##### EXCERPTED DATA

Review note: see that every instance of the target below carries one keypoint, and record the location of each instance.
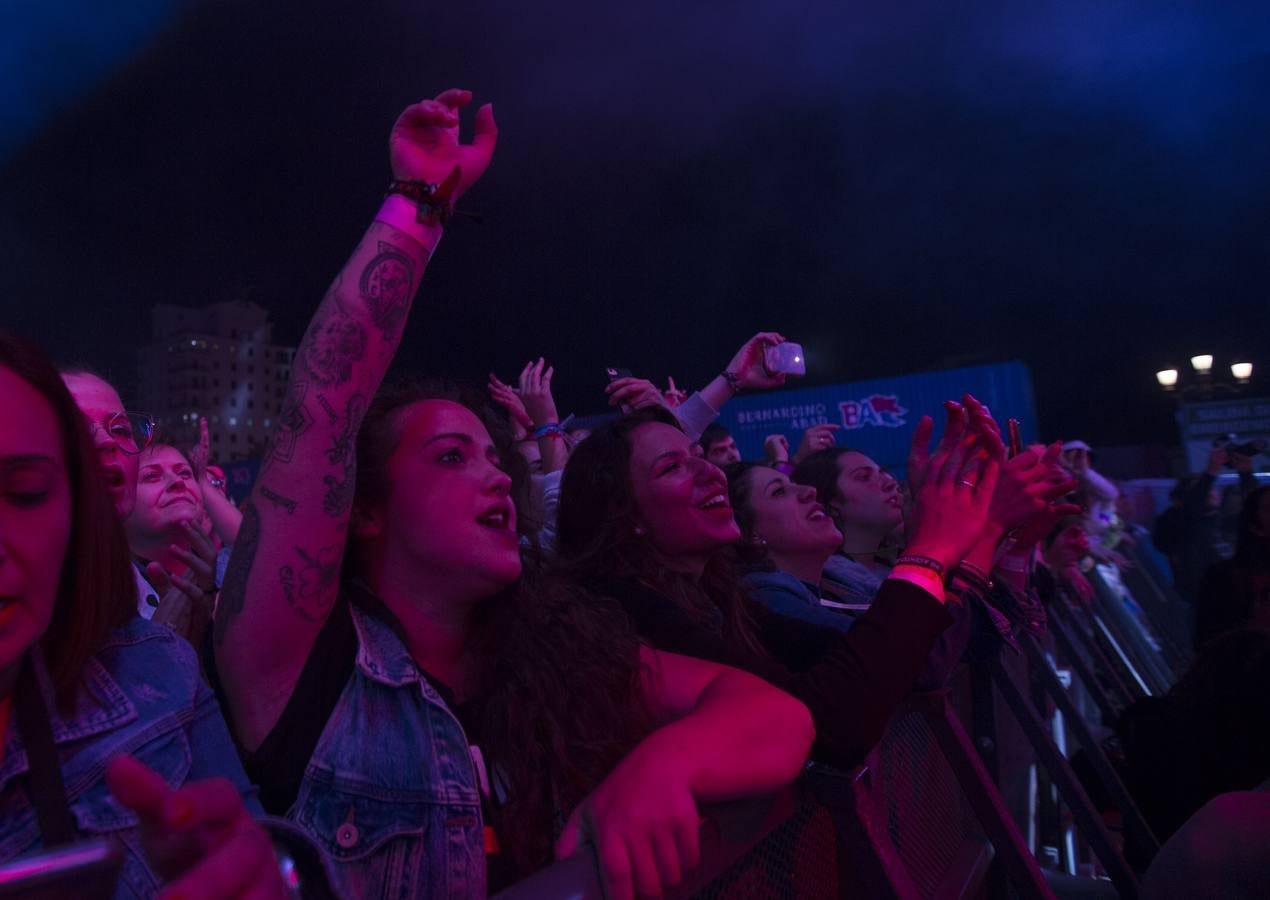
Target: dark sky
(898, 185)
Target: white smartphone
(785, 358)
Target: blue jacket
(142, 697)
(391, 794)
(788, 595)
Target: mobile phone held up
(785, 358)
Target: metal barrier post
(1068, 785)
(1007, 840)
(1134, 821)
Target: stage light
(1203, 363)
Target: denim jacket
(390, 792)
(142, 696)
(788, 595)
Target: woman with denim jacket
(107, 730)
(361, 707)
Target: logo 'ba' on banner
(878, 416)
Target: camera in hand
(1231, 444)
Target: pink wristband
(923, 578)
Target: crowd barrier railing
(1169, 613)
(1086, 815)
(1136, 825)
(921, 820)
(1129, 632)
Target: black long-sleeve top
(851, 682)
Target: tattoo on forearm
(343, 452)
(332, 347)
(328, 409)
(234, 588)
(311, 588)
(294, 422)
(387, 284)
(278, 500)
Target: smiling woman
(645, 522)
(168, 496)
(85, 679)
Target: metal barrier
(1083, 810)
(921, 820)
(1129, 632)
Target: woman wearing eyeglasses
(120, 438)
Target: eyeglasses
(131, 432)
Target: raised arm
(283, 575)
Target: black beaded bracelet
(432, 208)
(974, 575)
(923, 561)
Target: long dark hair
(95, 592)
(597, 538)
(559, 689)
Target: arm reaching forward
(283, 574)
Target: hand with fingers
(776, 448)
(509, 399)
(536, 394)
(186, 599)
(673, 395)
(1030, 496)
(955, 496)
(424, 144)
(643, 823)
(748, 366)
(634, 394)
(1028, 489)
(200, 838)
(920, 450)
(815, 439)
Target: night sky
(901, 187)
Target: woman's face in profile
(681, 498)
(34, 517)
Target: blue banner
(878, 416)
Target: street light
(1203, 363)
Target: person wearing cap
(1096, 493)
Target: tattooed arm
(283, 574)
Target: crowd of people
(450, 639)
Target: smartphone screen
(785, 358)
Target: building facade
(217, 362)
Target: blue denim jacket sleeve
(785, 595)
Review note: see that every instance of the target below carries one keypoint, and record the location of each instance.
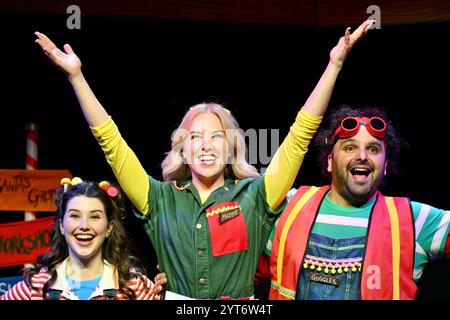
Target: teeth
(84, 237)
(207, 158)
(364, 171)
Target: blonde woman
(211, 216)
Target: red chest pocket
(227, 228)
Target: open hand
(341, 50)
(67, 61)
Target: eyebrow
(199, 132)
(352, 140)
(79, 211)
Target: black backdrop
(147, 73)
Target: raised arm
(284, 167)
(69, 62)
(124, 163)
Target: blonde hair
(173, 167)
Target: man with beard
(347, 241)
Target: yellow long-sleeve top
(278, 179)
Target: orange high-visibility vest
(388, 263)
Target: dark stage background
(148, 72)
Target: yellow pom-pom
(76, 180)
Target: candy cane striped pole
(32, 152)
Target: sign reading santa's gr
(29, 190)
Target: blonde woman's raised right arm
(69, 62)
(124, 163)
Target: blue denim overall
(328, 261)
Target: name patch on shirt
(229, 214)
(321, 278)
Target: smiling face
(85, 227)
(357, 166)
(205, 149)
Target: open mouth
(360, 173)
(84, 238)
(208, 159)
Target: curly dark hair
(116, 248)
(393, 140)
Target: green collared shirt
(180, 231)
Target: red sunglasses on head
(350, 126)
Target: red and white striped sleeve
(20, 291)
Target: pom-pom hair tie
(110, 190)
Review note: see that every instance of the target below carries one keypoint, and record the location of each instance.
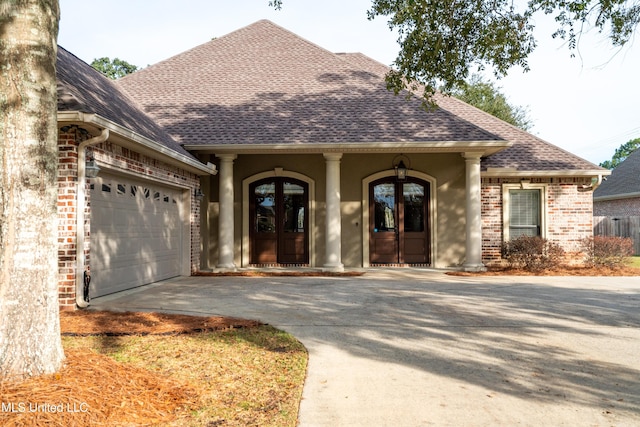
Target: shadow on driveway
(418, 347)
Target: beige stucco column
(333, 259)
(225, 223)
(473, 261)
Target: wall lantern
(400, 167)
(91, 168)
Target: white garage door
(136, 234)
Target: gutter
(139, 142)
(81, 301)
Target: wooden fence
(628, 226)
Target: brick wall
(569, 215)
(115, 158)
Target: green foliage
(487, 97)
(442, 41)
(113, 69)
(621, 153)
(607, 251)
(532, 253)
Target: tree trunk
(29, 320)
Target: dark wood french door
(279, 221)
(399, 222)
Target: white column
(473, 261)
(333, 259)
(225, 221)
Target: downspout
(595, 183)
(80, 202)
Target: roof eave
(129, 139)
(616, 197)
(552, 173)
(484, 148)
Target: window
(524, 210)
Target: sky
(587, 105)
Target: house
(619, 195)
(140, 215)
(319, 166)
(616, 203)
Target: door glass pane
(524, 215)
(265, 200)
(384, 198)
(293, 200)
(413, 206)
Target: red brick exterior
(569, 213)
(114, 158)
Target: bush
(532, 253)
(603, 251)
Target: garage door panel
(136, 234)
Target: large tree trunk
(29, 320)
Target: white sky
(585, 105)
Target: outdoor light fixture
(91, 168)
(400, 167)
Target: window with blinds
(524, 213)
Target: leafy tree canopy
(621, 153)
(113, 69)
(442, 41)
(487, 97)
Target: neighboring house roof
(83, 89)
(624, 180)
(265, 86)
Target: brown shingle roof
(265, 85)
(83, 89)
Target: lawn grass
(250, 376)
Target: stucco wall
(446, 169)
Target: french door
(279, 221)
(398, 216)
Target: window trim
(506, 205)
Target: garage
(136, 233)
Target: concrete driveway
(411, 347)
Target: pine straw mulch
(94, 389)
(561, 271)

##########

The records above need to be given again exactly. Omit the pictures.

• SOLUTION FOR THIS PROBLEM:
Review note: see that every instance of the target below carries one keypoint, and record the location of each instance.
Target: dark sky
(898, 185)
Target: white smartphone
(785, 358)
Target: blue jacket
(142, 697)
(391, 794)
(788, 595)
Target: mobile phone held up
(785, 358)
Target: metal barrier post
(1068, 785)
(1007, 840)
(1134, 821)
Target: stage light
(1203, 363)
Target: denim jacket
(390, 792)
(142, 696)
(788, 595)
Target: woman with denim jacket
(107, 730)
(361, 707)
Target: logo 'ba' on banner
(878, 416)
Target: camera in hand
(1231, 444)
Target: pink wristband
(923, 578)
Target: crowd barrier railing
(1169, 613)
(1086, 815)
(1136, 825)
(921, 820)
(1129, 632)
Target: black long-sleeve top
(851, 682)
Target: tattoo on forearm
(343, 452)
(332, 347)
(328, 409)
(234, 588)
(311, 588)
(294, 422)
(387, 284)
(278, 500)
Target: smiling woman
(645, 522)
(168, 496)
(85, 679)
Target: metal barrier
(1083, 810)
(921, 820)
(1129, 632)
Target: woman wearing eyeglasses
(120, 438)
Target: eyeglasses
(131, 432)
Target: raised arm
(283, 575)
Target: black beaded bracelet
(432, 208)
(974, 575)
(923, 561)
Target: long dark hair
(95, 592)
(597, 538)
(559, 689)
Target: arm reaching forward
(283, 574)
Target: hand with fingers
(776, 448)
(509, 399)
(536, 394)
(186, 599)
(673, 395)
(1030, 496)
(955, 496)
(424, 144)
(643, 823)
(748, 366)
(634, 394)
(1028, 489)
(200, 838)
(920, 450)
(815, 439)
Target: night sky
(901, 187)
Target: woman's face in profile
(681, 498)
(34, 517)
Target: blue banner
(878, 416)
Target: street light
(1203, 363)
Target: person wearing cap
(1096, 493)
Target: tattooed arm
(283, 574)
Target: crowd of people
(450, 639)
Target: smartphone screen
(785, 358)
Target: building facade
(217, 362)
Target: blue denim jacket sleeve
(785, 595)
Review note: see that every instance of the target below carries one keypoint, and record the location of each instance.
Target: teeth
(84, 237)
(207, 158)
(364, 171)
Target: blonde woman
(211, 216)
Target: red chest pocket
(227, 228)
Target: open hand
(341, 50)
(67, 61)
Target: eyebrow
(199, 132)
(352, 140)
(79, 211)
Target: black backdrop
(147, 73)
Target: raised arm
(284, 167)
(69, 62)
(124, 163)
Target: blonde hair
(173, 167)
Target: man with beard
(347, 241)
Target: yellow long-sleeve top
(278, 179)
Target: orange high-visibility vest
(388, 263)
Target: dark stage background
(148, 72)
Target: yellow pom-pom
(76, 180)
Target: candy cane striped pole
(32, 152)
Target: sign reading santa's gr
(29, 190)
Target: blonde woman's raised right arm
(69, 62)
(124, 163)
Target: blue denim overall
(328, 261)
Target: name patch on shirt
(229, 214)
(321, 278)
Target: smiling face
(85, 227)
(357, 166)
(205, 149)
Target: open mouth
(360, 173)
(84, 238)
(208, 159)
Target: curly dark hair
(116, 248)
(393, 140)
Target: green collared shirt
(180, 231)
Target: red sunglasses on head
(350, 126)
Target: red and white striped sleeve
(20, 291)
Target: pom-pom hair tie
(110, 190)
Review note: see that every instance of the target below carries one keypoint, and record the location of each instance.
Target: shadow on driveway
(418, 347)
Target: beige stucco column
(333, 259)
(225, 223)
(473, 261)
Target: wall lantern
(400, 167)
(91, 168)
Target: white garage door
(136, 234)
Target: gutter
(139, 142)
(81, 301)
Target: wooden fence
(628, 226)
Target: brick wall
(569, 215)
(115, 158)
Target: green foliage
(487, 97)
(442, 41)
(113, 69)
(621, 153)
(607, 251)
(532, 253)
Target: tree trunk
(29, 320)
Target: dark wood french door
(279, 221)
(399, 222)
Target: white column
(473, 261)
(333, 259)
(225, 221)
Target: downspout
(595, 183)
(80, 202)
Target: roof eave
(129, 139)
(616, 197)
(552, 173)
(484, 148)
Target: window
(524, 210)
Target: sky
(587, 105)
Target: house
(619, 195)
(140, 215)
(319, 166)
(616, 203)
Target: door glass pane
(524, 215)
(265, 200)
(384, 198)
(293, 200)
(413, 206)
Target: red brick exterior
(569, 213)
(114, 158)
Target: bush
(532, 253)
(603, 251)
Target: garage door panel
(136, 234)
Target: large tree trunk
(29, 320)
Target: white sky
(585, 105)
Target: outdoor light fixture
(91, 168)
(400, 167)
Target: window with blinds
(524, 213)
Target: leafy tree canopy
(621, 153)
(113, 69)
(442, 41)
(487, 97)
Target: neighboring house roof
(83, 89)
(624, 180)
(265, 86)
Target: brown shingle roof
(265, 85)
(83, 89)
Target: lawn grass
(250, 376)
Target: stucco wall
(446, 169)
Target: french door
(279, 221)
(398, 216)
Target: window trim
(506, 205)
Target: garage
(136, 233)
Target: concrete driveway
(411, 347)
Target: pine straw mulch
(94, 389)
(561, 271)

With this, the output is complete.